• _SUPPLIED DATA_
..........
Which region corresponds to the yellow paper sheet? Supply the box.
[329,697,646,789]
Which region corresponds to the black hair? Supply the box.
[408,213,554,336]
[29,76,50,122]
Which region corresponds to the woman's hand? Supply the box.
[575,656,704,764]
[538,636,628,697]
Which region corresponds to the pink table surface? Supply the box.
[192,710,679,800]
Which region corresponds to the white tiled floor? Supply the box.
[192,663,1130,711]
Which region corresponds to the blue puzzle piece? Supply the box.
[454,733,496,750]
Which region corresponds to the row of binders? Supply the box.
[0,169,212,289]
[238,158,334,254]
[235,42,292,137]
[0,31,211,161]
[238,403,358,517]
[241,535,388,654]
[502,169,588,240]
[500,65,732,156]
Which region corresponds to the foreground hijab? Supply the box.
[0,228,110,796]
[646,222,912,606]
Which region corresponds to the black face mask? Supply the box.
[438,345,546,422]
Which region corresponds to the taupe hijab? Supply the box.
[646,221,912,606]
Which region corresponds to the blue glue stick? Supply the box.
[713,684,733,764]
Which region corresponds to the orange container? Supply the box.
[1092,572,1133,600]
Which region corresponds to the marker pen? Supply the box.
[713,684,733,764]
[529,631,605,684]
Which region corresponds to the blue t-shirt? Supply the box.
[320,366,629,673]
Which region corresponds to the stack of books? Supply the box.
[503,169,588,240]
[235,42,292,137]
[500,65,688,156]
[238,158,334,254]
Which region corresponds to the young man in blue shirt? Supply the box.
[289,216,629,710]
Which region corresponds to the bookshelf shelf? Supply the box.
..........
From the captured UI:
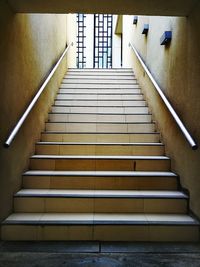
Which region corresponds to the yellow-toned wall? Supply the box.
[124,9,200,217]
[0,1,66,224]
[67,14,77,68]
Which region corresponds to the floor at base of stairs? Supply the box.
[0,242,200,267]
..........
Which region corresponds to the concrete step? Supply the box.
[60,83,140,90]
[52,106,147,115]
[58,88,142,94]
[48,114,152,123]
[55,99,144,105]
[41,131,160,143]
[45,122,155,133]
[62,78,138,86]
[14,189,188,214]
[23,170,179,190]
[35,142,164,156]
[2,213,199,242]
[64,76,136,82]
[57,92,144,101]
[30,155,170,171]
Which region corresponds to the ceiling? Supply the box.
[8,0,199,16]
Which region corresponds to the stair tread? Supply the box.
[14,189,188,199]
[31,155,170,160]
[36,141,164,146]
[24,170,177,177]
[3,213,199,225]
..........
Edit the rows starting with the line that contains "Which region corresponds to the yellow paper" and going on through the line that contains "Which region corresponds to the bookshelf". Change "hijab" to "headscarf" wherever it occurs and keep everything else the same.

Which region corresponds to the yellow paper sheet? Supply the box.
[329,697,646,789]
Which region corresponds to the black hair? Supply the box.
[408,213,554,336]
[29,76,50,122]
Which region corresponds to the woman's hand? Supply the box.
[575,656,704,764]
[538,636,628,697]
Which region corresponds to the pink table surface? Supply the box.
[192,710,679,800]
Which region corresponds to the white tiled floor? Supply the box.
[192,663,1130,711]
Which region corresponds to the blue puzzle piece? Supply the box.
[454,733,496,750]
Which region corresponds to the row of binders? Supply the box.
[0,169,212,289]
[238,158,334,254]
[235,42,292,137]
[0,31,211,161]
[238,403,358,517]
[241,535,388,654]
[502,169,588,240]
[500,65,732,156]
Which region corresponds to the foreground headscarf? Supply the box.
[0,228,110,796]
[646,222,912,606]
Which region corresponds to the black face mask? Supply the box.
[438,345,546,422]
Which region corresponds to the taupe headscarf? Supply the box.
[646,221,912,606]
Which region corresponds to the blue glue stick? Supply the box.
[713,684,733,764]
Which region corresponds to the orange container? Supply the box.
[1092,572,1133,600]
Which region corresponds to the marker pen? Supply the box.
[713,684,733,764]
[529,631,605,684]
Which region corresponds to the blue t-shirt? Supply the box.
[320,366,629,673]
Which region corresponds to the stack of books? Supply the box.
[503,169,588,240]
[235,42,292,137]
[500,65,688,156]
[238,158,334,254]
Which region corresponds to the young man in blue shirt? Supply the box.
[289,216,629,710]
Which region corresponds to the bookshelf shelf? Supply the box.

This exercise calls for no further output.